─── Records supplied

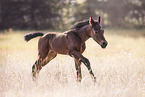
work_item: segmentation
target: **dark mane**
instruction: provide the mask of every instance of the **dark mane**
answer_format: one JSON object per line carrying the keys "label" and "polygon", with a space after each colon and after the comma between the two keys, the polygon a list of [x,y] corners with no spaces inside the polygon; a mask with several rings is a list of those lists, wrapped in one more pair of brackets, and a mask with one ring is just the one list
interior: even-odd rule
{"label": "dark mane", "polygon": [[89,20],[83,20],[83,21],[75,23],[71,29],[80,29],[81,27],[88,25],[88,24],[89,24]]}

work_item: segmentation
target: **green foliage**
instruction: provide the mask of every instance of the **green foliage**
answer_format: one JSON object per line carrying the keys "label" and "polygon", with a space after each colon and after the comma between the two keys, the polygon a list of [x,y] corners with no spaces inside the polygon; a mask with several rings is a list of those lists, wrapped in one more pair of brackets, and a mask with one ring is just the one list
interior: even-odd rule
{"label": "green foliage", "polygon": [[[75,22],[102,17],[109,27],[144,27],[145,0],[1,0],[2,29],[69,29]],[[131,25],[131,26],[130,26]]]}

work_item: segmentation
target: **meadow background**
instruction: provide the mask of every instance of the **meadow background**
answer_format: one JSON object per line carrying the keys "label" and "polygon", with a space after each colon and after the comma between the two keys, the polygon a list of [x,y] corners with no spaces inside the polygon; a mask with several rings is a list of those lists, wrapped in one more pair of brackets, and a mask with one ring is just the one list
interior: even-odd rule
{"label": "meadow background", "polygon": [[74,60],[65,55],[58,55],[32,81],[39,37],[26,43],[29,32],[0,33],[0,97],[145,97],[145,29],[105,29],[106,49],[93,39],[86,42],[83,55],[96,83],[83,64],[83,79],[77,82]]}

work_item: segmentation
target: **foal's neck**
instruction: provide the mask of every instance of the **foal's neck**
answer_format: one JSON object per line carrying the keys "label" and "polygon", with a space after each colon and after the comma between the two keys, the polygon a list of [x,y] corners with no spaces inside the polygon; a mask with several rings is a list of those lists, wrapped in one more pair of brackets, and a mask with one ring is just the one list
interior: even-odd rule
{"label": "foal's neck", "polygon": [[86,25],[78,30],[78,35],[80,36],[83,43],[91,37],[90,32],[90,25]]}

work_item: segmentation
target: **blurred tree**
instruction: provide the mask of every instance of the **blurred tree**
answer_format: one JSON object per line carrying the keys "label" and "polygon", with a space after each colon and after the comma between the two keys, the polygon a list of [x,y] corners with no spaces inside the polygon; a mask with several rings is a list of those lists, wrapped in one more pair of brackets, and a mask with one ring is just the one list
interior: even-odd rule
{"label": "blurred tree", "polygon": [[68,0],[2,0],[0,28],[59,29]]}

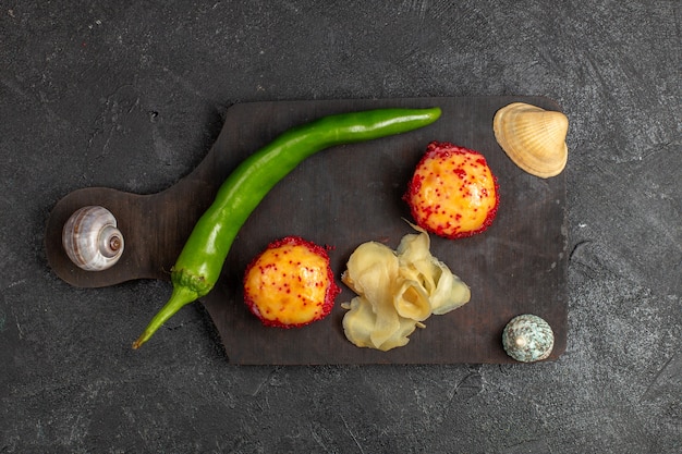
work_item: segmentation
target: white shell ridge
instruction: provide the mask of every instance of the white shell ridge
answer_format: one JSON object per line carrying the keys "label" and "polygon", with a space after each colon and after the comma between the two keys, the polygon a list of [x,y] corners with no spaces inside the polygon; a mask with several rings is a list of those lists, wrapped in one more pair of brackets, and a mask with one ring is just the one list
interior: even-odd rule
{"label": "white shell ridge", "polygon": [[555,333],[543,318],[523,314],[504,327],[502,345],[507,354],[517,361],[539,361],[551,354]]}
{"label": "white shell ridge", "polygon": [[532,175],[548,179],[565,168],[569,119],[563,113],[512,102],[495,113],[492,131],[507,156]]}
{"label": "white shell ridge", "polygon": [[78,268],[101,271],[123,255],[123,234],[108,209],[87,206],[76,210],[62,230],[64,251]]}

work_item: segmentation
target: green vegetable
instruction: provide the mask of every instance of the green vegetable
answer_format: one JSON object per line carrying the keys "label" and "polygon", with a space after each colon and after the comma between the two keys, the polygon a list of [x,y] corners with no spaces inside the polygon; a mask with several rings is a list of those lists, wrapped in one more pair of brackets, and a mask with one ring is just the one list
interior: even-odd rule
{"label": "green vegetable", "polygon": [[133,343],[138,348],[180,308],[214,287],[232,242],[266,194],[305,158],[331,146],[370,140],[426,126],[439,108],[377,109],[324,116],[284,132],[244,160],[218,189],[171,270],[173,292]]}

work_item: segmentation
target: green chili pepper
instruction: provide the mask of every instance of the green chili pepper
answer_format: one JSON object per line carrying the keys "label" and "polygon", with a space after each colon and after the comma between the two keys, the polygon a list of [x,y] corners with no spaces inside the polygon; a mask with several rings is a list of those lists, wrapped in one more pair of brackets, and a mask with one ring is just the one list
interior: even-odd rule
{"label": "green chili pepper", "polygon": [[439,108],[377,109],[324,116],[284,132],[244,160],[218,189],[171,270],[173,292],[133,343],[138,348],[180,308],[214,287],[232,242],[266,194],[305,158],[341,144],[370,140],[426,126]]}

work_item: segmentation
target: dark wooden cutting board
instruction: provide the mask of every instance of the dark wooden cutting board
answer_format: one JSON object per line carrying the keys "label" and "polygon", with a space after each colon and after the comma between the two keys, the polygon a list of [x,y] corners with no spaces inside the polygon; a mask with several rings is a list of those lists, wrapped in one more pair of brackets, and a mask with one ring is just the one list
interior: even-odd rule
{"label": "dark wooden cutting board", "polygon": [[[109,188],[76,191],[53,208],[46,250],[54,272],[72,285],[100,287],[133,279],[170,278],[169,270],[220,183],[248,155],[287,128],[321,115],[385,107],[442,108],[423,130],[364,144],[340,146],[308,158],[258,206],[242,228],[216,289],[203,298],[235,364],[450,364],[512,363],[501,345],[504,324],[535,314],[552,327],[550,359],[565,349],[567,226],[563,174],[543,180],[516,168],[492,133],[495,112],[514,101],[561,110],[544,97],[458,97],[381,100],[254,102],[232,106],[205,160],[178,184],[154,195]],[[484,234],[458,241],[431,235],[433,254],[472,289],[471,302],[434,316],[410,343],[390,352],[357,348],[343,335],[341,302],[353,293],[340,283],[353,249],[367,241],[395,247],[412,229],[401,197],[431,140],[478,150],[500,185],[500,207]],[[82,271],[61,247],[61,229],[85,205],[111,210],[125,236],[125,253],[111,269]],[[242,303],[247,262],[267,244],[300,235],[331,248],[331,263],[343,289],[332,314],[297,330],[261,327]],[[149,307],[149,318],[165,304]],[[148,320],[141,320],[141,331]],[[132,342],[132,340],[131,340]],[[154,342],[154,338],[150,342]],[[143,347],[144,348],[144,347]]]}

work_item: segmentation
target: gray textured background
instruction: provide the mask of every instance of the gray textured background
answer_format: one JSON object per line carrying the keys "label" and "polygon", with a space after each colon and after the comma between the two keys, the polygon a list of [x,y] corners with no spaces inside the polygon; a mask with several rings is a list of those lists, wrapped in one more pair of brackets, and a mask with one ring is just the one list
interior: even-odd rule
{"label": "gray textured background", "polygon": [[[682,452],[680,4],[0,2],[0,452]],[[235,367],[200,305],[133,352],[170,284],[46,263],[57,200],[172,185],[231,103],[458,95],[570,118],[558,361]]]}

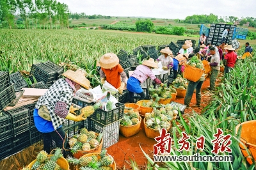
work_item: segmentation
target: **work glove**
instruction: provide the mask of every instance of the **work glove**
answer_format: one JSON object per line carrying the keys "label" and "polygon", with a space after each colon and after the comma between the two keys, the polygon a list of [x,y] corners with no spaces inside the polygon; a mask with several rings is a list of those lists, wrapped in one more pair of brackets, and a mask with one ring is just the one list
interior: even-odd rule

──────

__Exercise goal__. Without the pictures, retype the whole of the material above exactly.

__The reply__.
work_item: segmentation
target: **dark mane**
instruction: provide the mask of every instance of the **dark mane**
answer_format: one JSON object per line carrying the keys "label" and "polygon", with a space after each colon and after the comma between the two keys, the polygon a list of [x,y] corners with no spaces inside the polygon; a mask with several rings is a list of those lists, wrapped in one more pair of brackets, and a mask with one ring is just the one list
interior: even-odd rule
{"label": "dark mane", "polygon": [[89,20],[83,20],[83,21],[75,23],[71,29],[80,29],[81,27],[88,25],[88,24],[89,24]]}

work_item: segmentation
target: **green foliage**
instruction: provide the mask of every instance of the **green foliage**
answer_format: one JSON object per line carrying the keys "label" and "polygon", with a space after each colon and after the comma between the two keys, the polygon a list of [x,y] corners with no spaces inside the polygon; a mask with several rings is a list of those lists, wrapped in one more pair of brackets, and a mask with one ring is just the one list
interior: even-odd rule
{"label": "green foliage", "polygon": [[[75,22],[102,17],[109,27],[144,27],[145,0],[1,0],[2,29],[69,29]],[[131,25],[131,26],[130,26]]]}

work_item: segmentation
target: **meadow background**
instruction: provide the mask of every instance of the **meadow background**
answer_format: one JSON object per line carrying the keys "label" and "polygon", with a space after each colon and after the comma between the two keys, the polygon a list of [x,y] corners with no spaces inside the polygon; a mask with several rings is a list of those lists, wrapped in one more pair of brackets, and a mask with one ring is just the one list
interior: even-odd rule
{"label": "meadow background", "polygon": [[74,60],[65,55],[58,55],[32,81],[39,37],[26,43],[29,32],[0,33],[0,97],[145,97],[145,29],[105,29],[106,49],[93,39],[86,42],[83,55],[96,83],[83,64],[83,79],[77,82]]}

work_item: segmentation
target: **foal's neck**
instruction: provide the mask of every instance of the **foal's neck**
answer_format: one JSON object per line carrying the keys "label" and "polygon", with a space after each colon and after the comma between the two keys, the polygon a list of [x,y] corners with no spaces inside the polygon; a mask with several rings is a list of those lists, wrapped in one more pair of brackets, and a mask with one ring is just the one list
interior: even-odd rule
{"label": "foal's neck", "polygon": [[86,25],[78,30],[78,35],[80,36],[83,43],[91,37],[90,32],[90,25]]}

work_item: segmentation
target: **blurred tree**
instruction: provide the mask of every instance of the **blurred tree**
answer_format: one JSON object per line carrying the keys "label" and "polygon", with a space after each colon and after the comma between the two keys, the polygon a list of [x,y] corners with no spaces inside the polygon; a mask with several rings is a list of those lists, wrapped in one more pair of brackets, and a mask with one ring is just the one list
interior: even-odd rule
{"label": "blurred tree", "polygon": [[68,0],[2,0],[0,28],[59,29]]}

work_item: segmentation
target: white shell ridge
instruction: provide the mask of every instance of the white shell ridge
answer_format: one JSON object per line carrying the keys "label" and "polygon", with a space after each colon and after the comma between the two keys, the polygon a list of [x,y] corners with no spaces inside the polygon; a mask with several rings is a list of those lists, wrapped in one more pair of brackets, and a mask with one ring is just the one list
interior: even-odd rule
{"label": "white shell ridge", "polygon": [[555,333],[543,318],[523,314],[504,327],[502,345],[507,354],[517,361],[539,361],[551,354]]}
{"label": "white shell ridge", "polygon": [[532,175],[548,179],[565,168],[569,119],[563,113],[512,102],[495,113],[492,131],[507,156]]}
{"label": "white shell ridge", "polygon": [[78,268],[101,271],[123,255],[123,234],[108,209],[87,206],[76,210],[62,230],[64,251]]}

work_item: segmentation
target: green vegetable
instruction: provide the mask of every instance of the green vegetable
answer_format: one JSON object per line carrying the keys "label" and "polygon", with a space after each colon and after the comma between the two keys, the polygon a list of [x,y] corners with no spaces inside the polygon; a mask with several rings is a list of those lists, wrapped in one more pair of brackets, and a mask with one ring is just the one list
interior: even-odd rule
{"label": "green vegetable", "polygon": [[133,343],[138,348],[180,308],[214,287],[232,242],[266,194],[305,158],[331,146],[370,140],[426,126],[439,108],[377,109],[324,116],[284,132],[244,160],[218,189],[171,270],[173,292]]}

work_item: segmentation
target: green chili pepper
instruction: provide the mask of every instance of the green chili pepper
answer_format: one JSON object per line carrying the keys "label" and "polygon", with a space after each colon and after the comma between the two keys, the polygon a list of [x,y] corners with no spaces inside the polygon; a mask with several rings is a list of those lists, wrapped in one more pair of brackets, and a mask with one ring is just the one list
interior: even-odd rule
{"label": "green chili pepper", "polygon": [[439,108],[377,109],[324,116],[284,132],[244,160],[218,189],[171,270],[173,292],[133,343],[138,348],[180,308],[214,287],[232,242],[266,194],[305,158],[341,144],[370,140],[426,126]]}

work_item: segmentation
target: dark wooden cutting board
instruction: provide the mask of every instance of the dark wooden cutting board
answer_format: one JSON object per line carrying the keys "label" and "polygon", with a space after each colon and after the comma between the two keys, the polygon a list of [x,y] corners with no spaces inside the polygon; a mask with several rings is a list of those lists, wrapped in one more pair of brackets, and a mask with one ring is just the one list
interior: even-odd rule
{"label": "dark wooden cutting board", "polygon": [[[109,188],[76,191],[53,208],[46,250],[54,272],[72,285],[100,287],[133,279],[170,278],[169,270],[220,183],[248,155],[287,128],[321,115],[385,107],[442,108],[423,130],[364,144],[340,146],[308,158],[258,206],[242,228],[216,289],[203,298],[235,364],[450,364],[512,363],[501,345],[504,324],[535,314],[552,327],[550,359],[565,349],[567,226],[563,174],[543,180],[516,168],[492,133],[495,112],[514,101],[561,110],[544,97],[458,97],[381,100],[254,102],[232,106],[205,160],[178,184],[154,195]],[[484,234],[458,241],[431,235],[433,254],[472,289],[471,302],[434,316],[410,343],[390,352],[357,348],[343,335],[341,302],[353,293],[340,283],[353,249],[367,241],[395,247],[412,229],[401,197],[431,140],[478,150],[500,185],[500,207]],[[82,271],[61,247],[61,229],[85,205],[111,210],[125,236],[125,253],[111,269]],[[242,303],[247,262],[267,244],[300,235],[331,248],[331,263],[343,289],[332,314],[297,330],[261,327]],[[149,307],[149,318],[165,304]],[[148,320],[141,320],[141,331]],[[132,342],[132,340],[131,340]],[[154,342],[154,338],[150,342]],[[143,347],[144,348],[144,347]]]}

work_item: segmentation
target: gray textured background
instruction: provide the mask of every instance of the gray textured background
answer_format: one JSON object per line carrying the keys "label" and "polygon", with a space after each colon and after the comma between the two keys, the polygon a list of [x,y] corners with no spaces inside the polygon; a mask with several rings is a list of those lists, wrapped in one more pair of brackets, and a mask with one ring is just the one list
interior: even-odd rule
{"label": "gray textured background", "polygon": [[[682,452],[680,4],[0,2],[0,452]],[[235,367],[200,305],[133,352],[170,284],[46,263],[57,200],[172,185],[231,103],[458,95],[570,118],[558,361]]]}

work_item: segmentation
target: **work glove**
instruction: provide the mask of every instance of the **work glove**
answer_format: one JSON object per line carrying the keys "label" and "polygon", with a space after each colon and after the comma between the two keys, the polygon a list of [x,y] corners with no spaces inside the polygon; a mask with several rings is a list of those lists, wrapped in one more pair of brackets, and a mask with one ring is just the one list
interior: even-odd rule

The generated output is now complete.